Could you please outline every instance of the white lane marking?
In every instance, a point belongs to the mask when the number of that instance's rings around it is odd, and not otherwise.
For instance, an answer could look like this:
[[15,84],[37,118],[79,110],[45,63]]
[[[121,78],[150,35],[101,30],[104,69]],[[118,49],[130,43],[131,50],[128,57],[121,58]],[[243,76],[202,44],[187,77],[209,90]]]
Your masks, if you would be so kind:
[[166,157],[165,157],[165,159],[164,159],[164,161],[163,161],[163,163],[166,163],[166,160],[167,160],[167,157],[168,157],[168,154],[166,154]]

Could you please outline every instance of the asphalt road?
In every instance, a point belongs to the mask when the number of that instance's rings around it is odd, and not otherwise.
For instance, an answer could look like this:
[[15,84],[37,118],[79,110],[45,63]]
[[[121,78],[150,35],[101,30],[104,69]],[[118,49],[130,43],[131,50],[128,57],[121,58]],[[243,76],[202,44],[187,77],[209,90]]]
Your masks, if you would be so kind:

# # # # #

- EXERCISE REQUIREMENTS -
Could you copy out all of the material above, line for line and without any changes?

- RESULT OF THIS EXERCISE -
Could you please outline every instance of the white lane marking?
In every instance, a point belongs to the mask when the number of that instance's rings around it is odd, and not otherwise.
For instance, an answer could look like this:
[[15,84],[37,118],[79,110],[45,63]]
[[[121,78],[150,35],[101,30],[104,69]],[[118,49],[130,43],[131,50],[128,57],[121,58]],[[243,76],[202,44],[187,77],[209,90]]]
Your masks, if you would be so kind:
[[166,157],[165,157],[165,159],[164,159],[164,161],[163,161],[163,163],[166,163],[166,160],[167,160],[167,157],[168,157],[168,154],[166,154]]

Could you please outline every instance of the asphalt road?
In every instance, a point belongs to the mask when the number of that instance's rings around it is odd, and not otherwise.
For instance, an answer could look like this:
[[15,84],[37,118],[79,110],[45,63]]
[[[121,78],[150,35],[101,30],[104,69]],[[118,49],[130,43],[131,50],[128,57],[121,58]],[[243,76],[202,44],[187,77],[209,90]]]
Your masks, if you would be so kind:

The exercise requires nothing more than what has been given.